[Records to use — start]

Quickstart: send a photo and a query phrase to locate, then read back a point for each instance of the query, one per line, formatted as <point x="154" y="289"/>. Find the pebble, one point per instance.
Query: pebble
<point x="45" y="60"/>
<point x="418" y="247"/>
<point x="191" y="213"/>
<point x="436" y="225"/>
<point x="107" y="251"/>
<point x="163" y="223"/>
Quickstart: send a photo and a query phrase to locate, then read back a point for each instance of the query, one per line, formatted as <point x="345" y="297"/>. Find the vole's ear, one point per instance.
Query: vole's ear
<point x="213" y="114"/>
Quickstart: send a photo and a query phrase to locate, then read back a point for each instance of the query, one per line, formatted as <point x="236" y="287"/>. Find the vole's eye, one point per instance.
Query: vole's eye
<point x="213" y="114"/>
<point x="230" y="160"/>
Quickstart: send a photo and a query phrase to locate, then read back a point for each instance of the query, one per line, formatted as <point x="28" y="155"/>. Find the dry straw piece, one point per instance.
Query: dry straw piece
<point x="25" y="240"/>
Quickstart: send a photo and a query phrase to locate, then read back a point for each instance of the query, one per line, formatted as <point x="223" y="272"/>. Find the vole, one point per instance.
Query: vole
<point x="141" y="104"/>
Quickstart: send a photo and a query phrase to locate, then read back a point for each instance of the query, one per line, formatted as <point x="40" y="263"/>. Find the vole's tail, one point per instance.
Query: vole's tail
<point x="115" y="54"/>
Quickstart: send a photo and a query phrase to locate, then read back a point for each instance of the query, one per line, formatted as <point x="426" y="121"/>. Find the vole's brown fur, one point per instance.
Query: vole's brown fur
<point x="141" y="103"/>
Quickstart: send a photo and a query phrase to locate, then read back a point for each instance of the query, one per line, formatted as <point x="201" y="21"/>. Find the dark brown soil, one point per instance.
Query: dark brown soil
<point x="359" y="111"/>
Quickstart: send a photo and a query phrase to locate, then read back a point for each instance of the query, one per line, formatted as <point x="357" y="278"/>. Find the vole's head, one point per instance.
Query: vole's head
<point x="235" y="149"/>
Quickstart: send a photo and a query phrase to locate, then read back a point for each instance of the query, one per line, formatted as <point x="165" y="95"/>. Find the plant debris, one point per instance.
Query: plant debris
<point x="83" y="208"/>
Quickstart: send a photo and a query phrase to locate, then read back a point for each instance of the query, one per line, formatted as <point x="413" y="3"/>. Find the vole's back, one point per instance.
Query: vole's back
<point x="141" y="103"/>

[Records to use — finish]

* [What is required]: The first line of the entries above marks where to begin; repeat each line exactly through the one that contains "vole, one point per instance.", and include that line.

* [Task answer]:
Quickstart: send a photo and a query phrase to locate, then read back a point for each instance of the query, one per line, formatted as <point x="154" y="289"/>. Find the pebble, one point per instance.
Query: pebble
<point x="45" y="60"/>
<point x="418" y="247"/>
<point x="191" y="213"/>
<point x="436" y="225"/>
<point x="107" y="251"/>
<point x="163" y="223"/>
Quickstart: send a photo and a query phrase to locate, then read back a point for each instance of the query, one per line, formatted as <point x="345" y="297"/>. Find the vole's ear, one point per instance.
Query: vole's ear
<point x="213" y="114"/>
Quickstart: send a photo and a query phrase to locate, then read back a point for each instance of the query, one per line, formatted as <point x="236" y="287"/>. Find the vole's eye, one point per instance.
Query: vole's eye
<point x="213" y="114"/>
<point x="230" y="160"/>
Quickstart: send a photo and a query phrase to locate, then read back a point for each instance of the query, one per line, formatted as <point x="28" y="155"/>. Find the dry straw piece, one point per instance.
Query: dry straw piece
<point x="25" y="240"/>
Quickstart: send a photo and a query phrase to locate, then read back a point for each instance of the query, one per line, formatted as <point x="223" y="272"/>. Find the vole, one point per instance.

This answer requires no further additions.